§ AVAILABLE RECORDS
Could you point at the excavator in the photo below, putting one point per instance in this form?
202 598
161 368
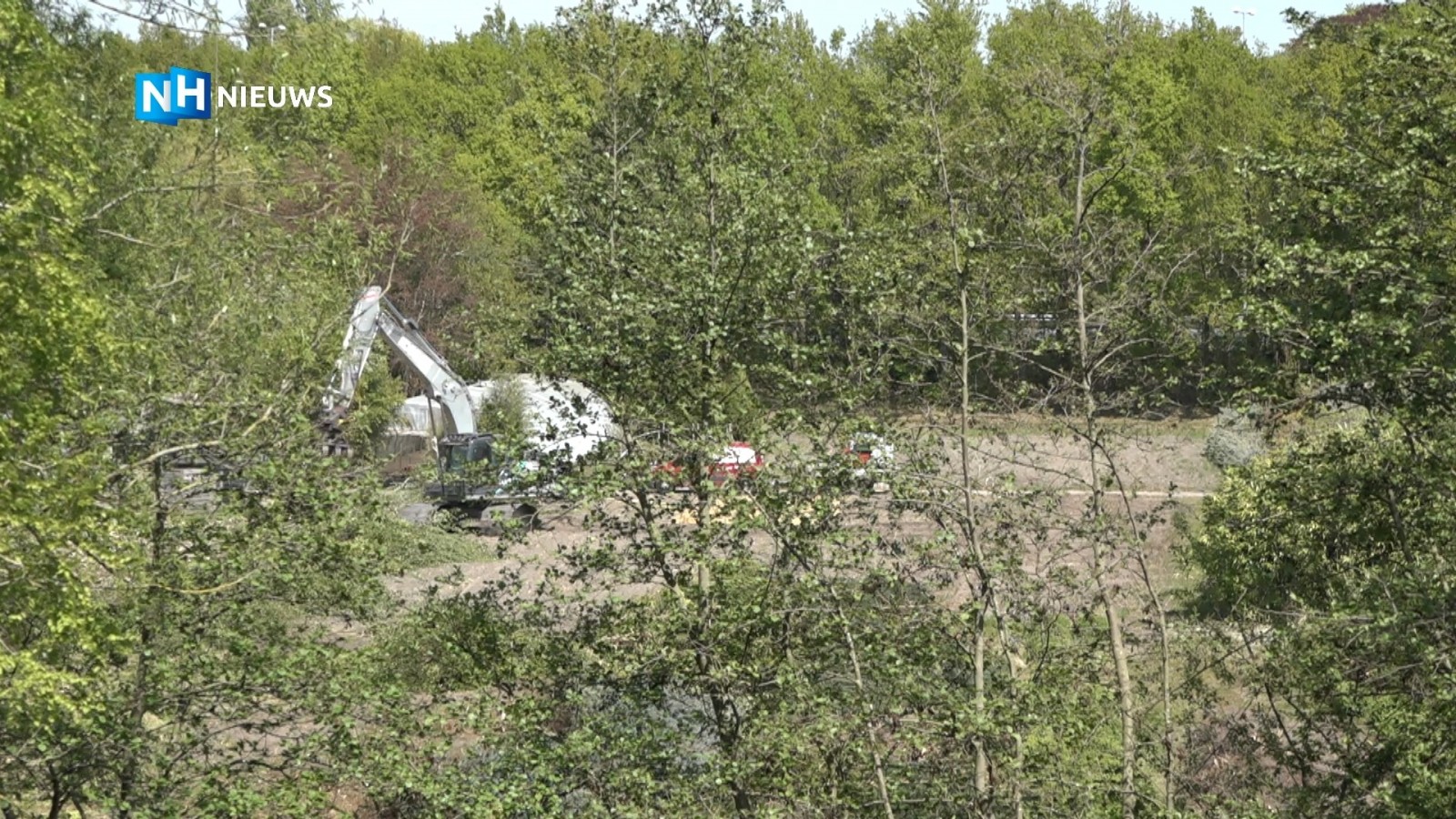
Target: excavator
462 446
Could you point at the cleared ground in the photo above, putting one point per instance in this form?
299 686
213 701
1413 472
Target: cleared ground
1161 470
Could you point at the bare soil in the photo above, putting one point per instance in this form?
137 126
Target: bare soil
1159 470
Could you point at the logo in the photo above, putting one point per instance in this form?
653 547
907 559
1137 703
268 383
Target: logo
181 94
184 94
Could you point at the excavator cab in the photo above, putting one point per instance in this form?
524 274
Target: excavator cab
460 450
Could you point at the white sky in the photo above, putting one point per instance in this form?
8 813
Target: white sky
441 19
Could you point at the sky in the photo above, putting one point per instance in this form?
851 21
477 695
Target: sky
441 19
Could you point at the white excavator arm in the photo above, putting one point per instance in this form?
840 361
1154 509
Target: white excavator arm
376 315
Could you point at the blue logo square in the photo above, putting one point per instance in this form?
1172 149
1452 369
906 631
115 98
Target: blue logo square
181 94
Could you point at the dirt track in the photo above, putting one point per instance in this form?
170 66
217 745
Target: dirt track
1149 468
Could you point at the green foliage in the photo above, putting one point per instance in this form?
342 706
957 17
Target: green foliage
1343 544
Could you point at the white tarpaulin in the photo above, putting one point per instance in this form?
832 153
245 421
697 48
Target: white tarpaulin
565 417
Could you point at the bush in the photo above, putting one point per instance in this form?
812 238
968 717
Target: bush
1235 439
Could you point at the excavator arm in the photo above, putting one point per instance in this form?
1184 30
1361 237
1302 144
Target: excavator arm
376 315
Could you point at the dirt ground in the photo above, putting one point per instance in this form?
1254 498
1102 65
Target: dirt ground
1161 467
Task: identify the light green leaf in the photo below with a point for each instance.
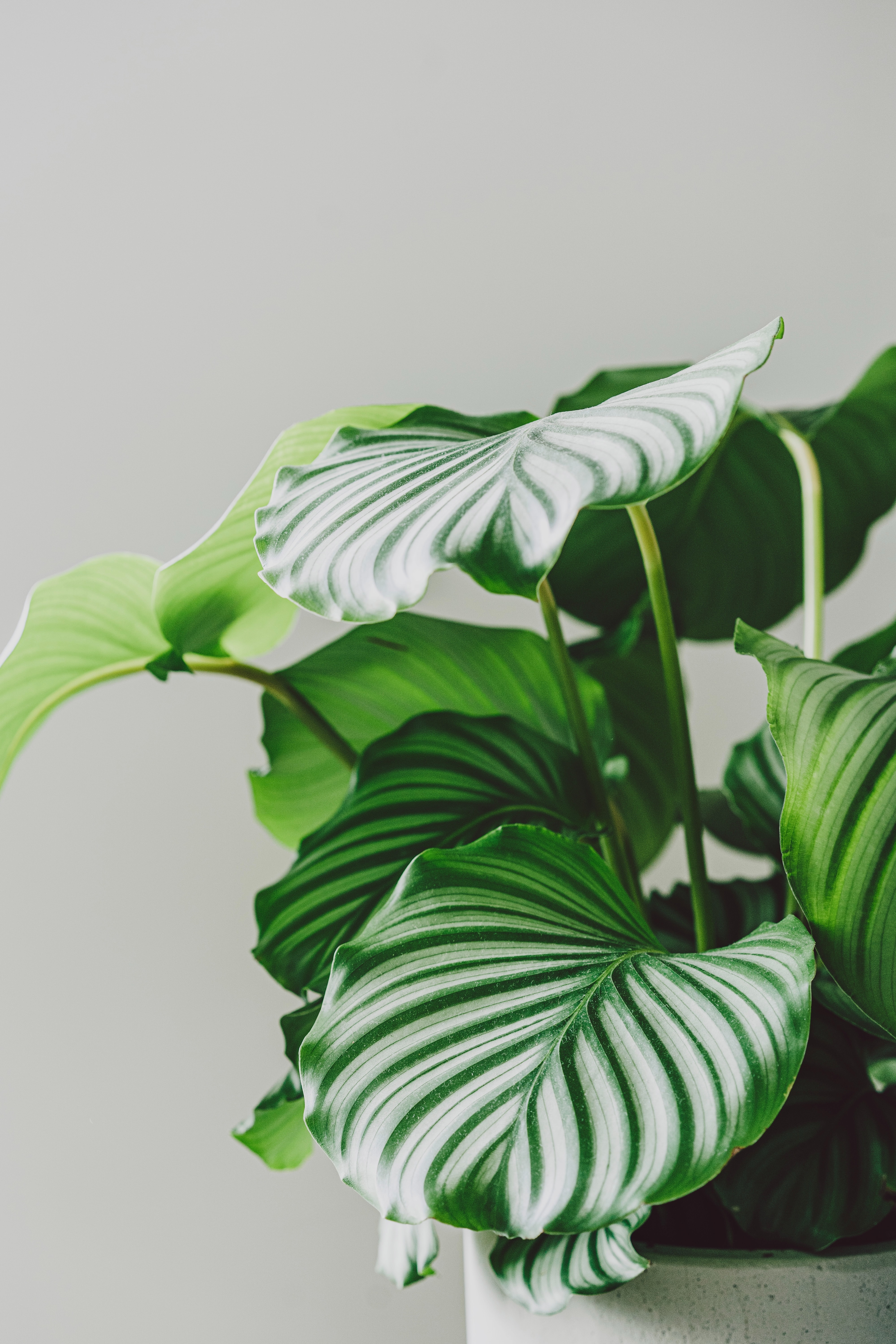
(88, 626)
(369, 683)
(406, 1252)
(507, 1046)
(440, 780)
(358, 536)
(823, 1170)
(210, 600)
(276, 1130)
(545, 1273)
(731, 537)
(836, 732)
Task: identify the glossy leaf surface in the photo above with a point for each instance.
(836, 732)
(210, 600)
(276, 1131)
(88, 626)
(441, 780)
(406, 1252)
(731, 537)
(545, 1273)
(827, 1165)
(508, 1048)
(358, 536)
(371, 682)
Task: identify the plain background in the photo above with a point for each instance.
(220, 218)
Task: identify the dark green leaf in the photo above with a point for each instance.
(276, 1131)
(731, 537)
(370, 682)
(836, 732)
(508, 1048)
(441, 780)
(827, 1165)
(545, 1273)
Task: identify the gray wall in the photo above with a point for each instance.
(220, 218)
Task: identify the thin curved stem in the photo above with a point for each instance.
(682, 751)
(813, 536)
(612, 845)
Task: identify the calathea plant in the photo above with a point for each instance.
(493, 1026)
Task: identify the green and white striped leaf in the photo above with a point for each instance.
(358, 536)
(827, 1169)
(545, 1273)
(836, 732)
(507, 1046)
(92, 624)
(441, 780)
(406, 1252)
(370, 682)
(276, 1131)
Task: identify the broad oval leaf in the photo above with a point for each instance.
(358, 536)
(827, 1167)
(276, 1130)
(92, 624)
(731, 537)
(209, 600)
(508, 1048)
(543, 1275)
(440, 780)
(836, 732)
(406, 1252)
(370, 682)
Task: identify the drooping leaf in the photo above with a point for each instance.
(733, 536)
(836, 732)
(739, 907)
(637, 698)
(507, 1046)
(276, 1130)
(210, 600)
(358, 536)
(827, 1165)
(406, 1252)
(545, 1273)
(441, 780)
(92, 624)
(369, 683)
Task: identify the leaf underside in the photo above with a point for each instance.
(508, 1048)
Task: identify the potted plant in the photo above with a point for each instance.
(495, 1026)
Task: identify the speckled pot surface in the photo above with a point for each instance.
(704, 1298)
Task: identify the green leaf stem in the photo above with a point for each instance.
(545, 1273)
(276, 1130)
(507, 1046)
(836, 732)
(441, 780)
(210, 599)
(92, 624)
(827, 1167)
(358, 534)
(370, 682)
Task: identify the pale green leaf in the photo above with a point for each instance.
(88, 626)
(406, 1252)
(507, 1046)
(370, 682)
(836, 732)
(358, 536)
(823, 1170)
(210, 600)
(276, 1130)
(545, 1273)
(441, 780)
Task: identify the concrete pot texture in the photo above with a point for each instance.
(703, 1298)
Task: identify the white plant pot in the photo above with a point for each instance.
(703, 1298)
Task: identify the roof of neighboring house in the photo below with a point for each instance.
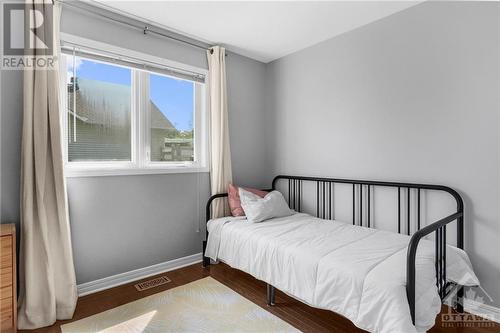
(105, 103)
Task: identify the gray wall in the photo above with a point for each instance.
(121, 223)
(412, 97)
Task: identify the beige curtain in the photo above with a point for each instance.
(220, 153)
(47, 275)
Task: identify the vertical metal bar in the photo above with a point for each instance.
(323, 200)
(333, 201)
(300, 192)
(444, 258)
(329, 200)
(74, 96)
(353, 204)
(437, 257)
(441, 262)
(317, 198)
(408, 212)
(399, 210)
(418, 209)
(361, 204)
(294, 193)
(271, 295)
(369, 213)
(290, 193)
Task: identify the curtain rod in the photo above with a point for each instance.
(145, 29)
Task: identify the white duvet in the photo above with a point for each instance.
(355, 271)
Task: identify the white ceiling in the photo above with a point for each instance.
(262, 30)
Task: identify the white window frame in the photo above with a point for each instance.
(140, 162)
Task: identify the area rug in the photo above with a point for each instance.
(204, 305)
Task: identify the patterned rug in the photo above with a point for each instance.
(201, 306)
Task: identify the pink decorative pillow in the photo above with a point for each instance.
(234, 198)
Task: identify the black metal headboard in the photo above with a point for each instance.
(325, 210)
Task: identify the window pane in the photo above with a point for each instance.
(171, 109)
(99, 111)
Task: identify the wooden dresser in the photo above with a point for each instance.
(8, 305)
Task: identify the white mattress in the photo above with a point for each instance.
(355, 271)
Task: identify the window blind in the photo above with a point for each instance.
(127, 61)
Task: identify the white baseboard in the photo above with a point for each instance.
(141, 273)
(479, 309)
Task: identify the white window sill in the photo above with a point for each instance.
(72, 172)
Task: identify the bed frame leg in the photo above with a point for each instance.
(460, 300)
(271, 295)
(206, 260)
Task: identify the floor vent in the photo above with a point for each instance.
(151, 283)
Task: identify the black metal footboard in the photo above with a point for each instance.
(362, 208)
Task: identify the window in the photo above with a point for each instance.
(125, 116)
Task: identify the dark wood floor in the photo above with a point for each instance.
(303, 317)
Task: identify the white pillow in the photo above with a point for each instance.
(259, 209)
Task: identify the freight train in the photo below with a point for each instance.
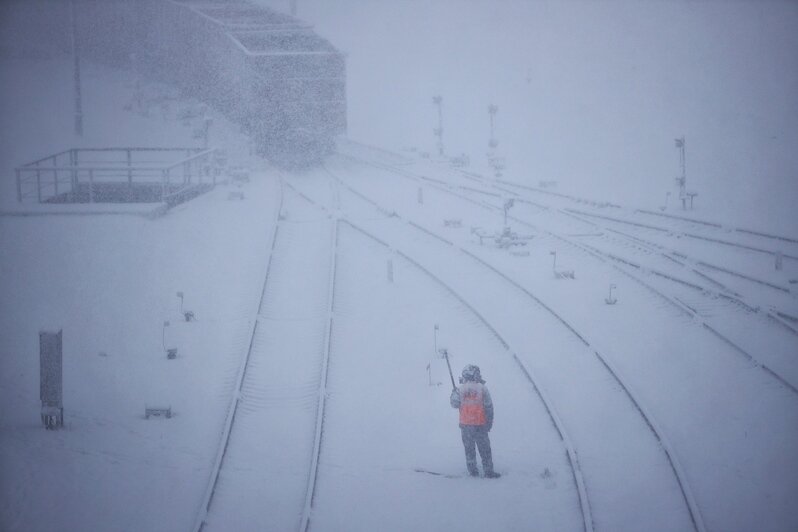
(265, 70)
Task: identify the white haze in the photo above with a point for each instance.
(591, 94)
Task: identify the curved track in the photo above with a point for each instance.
(488, 200)
(507, 284)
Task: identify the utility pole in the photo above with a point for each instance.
(438, 101)
(78, 99)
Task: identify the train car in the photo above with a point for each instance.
(266, 70)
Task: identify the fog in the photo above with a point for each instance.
(591, 94)
(266, 353)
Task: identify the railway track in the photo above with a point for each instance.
(274, 425)
(582, 347)
(725, 324)
(677, 304)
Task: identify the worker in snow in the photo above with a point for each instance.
(476, 419)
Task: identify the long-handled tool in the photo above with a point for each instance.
(445, 354)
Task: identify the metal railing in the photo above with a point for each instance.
(75, 175)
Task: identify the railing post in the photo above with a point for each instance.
(129, 168)
(73, 162)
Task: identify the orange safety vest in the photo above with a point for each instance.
(472, 409)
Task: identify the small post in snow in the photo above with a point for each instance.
(171, 353)
(507, 206)
(438, 131)
(51, 379)
(611, 300)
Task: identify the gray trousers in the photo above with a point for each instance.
(477, 436)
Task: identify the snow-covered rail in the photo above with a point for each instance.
(623, 264)
(573, 460)
(676, 468)
(207, 499)
(269, 454)
(714, 350)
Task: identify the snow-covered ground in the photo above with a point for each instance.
(675, 408)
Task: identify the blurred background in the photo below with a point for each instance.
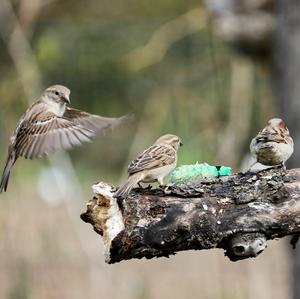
(213, 72)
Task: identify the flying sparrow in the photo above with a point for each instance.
(273, 145)
(153, 164)
(49, 125)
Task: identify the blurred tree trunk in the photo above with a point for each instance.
(286, 87)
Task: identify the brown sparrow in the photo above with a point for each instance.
(273, 145)
(153, 164)
(49, 125)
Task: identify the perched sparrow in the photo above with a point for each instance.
(273, 145)
(153, 164)
(49, 125)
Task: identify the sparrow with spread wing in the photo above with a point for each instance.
(49, 125)
(153, 164)
(273, 145)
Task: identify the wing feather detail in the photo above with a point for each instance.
(46, 133)
(154, 157)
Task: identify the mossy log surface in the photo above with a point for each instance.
(238, 213)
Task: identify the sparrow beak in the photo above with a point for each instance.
(66, 99)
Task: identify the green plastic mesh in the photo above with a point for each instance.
(197, 171)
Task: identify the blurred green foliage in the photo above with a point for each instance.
(90, 47)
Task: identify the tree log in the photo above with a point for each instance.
(238, 213)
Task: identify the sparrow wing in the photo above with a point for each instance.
(94, 122)
(45, 133)
(154, 157)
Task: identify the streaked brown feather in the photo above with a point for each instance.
(45, 133)
(154, 157)
(94, 122)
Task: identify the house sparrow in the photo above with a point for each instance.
(273, 145)
(153, 164)
(49, 125)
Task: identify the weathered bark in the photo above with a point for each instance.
(237, 213)
(286, 88)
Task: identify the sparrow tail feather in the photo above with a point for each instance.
(126, 188)
(6, 172)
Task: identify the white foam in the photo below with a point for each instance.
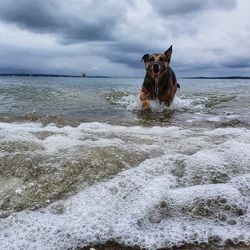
(133, 103)
(155, 204)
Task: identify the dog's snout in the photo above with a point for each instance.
(156, 67)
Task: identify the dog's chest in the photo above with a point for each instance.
(157, 90)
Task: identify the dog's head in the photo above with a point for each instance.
(157, 64)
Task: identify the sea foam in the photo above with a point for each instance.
(187, 186)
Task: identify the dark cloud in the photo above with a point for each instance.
(88, 21)
(184, 7)
(237, 62)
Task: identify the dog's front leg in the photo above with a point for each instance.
(144, 99)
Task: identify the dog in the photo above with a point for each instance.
(160, 81)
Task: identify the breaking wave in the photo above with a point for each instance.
(68, 187)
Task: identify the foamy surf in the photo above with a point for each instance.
(153, 187)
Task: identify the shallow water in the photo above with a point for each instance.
(81, 164)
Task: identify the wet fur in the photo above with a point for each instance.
(160, 85)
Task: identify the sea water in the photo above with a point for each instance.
(81, 164)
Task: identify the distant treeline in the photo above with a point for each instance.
(217, 77)
(52, 75)
(189, 77)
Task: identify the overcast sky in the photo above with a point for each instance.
(109, 37)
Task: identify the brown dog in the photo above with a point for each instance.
(160, 81)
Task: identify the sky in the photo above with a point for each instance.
(109, 37)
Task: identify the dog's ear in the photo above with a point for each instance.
(168, 53)
(145, 57)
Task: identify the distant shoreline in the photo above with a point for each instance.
(216, 77)
(79, 76)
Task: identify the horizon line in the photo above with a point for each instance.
(103, 76)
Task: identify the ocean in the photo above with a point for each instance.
(81, 164)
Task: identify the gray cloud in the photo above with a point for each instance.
(87, 21)
(185, 7)
(110, 37)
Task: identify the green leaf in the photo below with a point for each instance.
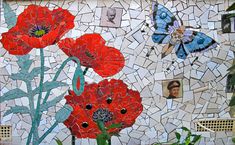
(185, 129)
(232, 102)
(114, 126)
(9, 15)
(49, 86)
(101, 126)
(196, 138)
(24, 62)
(231, 8)
(233, 140)
(13, 94)
(114, 134)
(20, 76)
(232, 80)
(232, 68)
(178, 136)
(36, 71)
(44, 107)
(17, 109)
(58, 141)
(101, 139)
(63, 113)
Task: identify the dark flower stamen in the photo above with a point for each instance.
(39, 31)
(85, 125)
(103, 115)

§ STATED TASK
Copy the final portion of the records: every line from the one containing "Task: identify the dog's ear" through the last, word for word, without pictures.

§ TASK ANSWER
Task: identify the dog's ear in the photo above with a point for each instance.
(168, 53)
(145, 57)
Task: identify the distant shoreline in the photo above with a point for each instance.
(216, 77)
(79, 76)
Task: identify the horizon line in the photo above with a point for each instance.
(103, 76)
Task: identify the ocean in the photo above with a point for each instance.
(81, 164)
Task: identify the gray cloud in the photo above with a point for each instance.
(87, 21)
(185, 7)
(110, 37)
Task: identify the green leaf in the photo below with a point for each instance.
(185, 129)
(232, 102)
(114, 126)
(9, 15)
(49, 86)
(101, 126)
(196, 138)
(24, 62)
(231, 8)
(233, 140)
(13, 94)
(114, 134)
(20, 76)
(232, 80)
(232, 68)
(178, 136)
(36, 71)
(44, 107)
(17, 109)
(58, 141)
(101, 139)
(63, 113)
Task: identify the dark flower stamen in the photo above with a point for each instance.
(39, 31)
(85, 125)
(103, 115)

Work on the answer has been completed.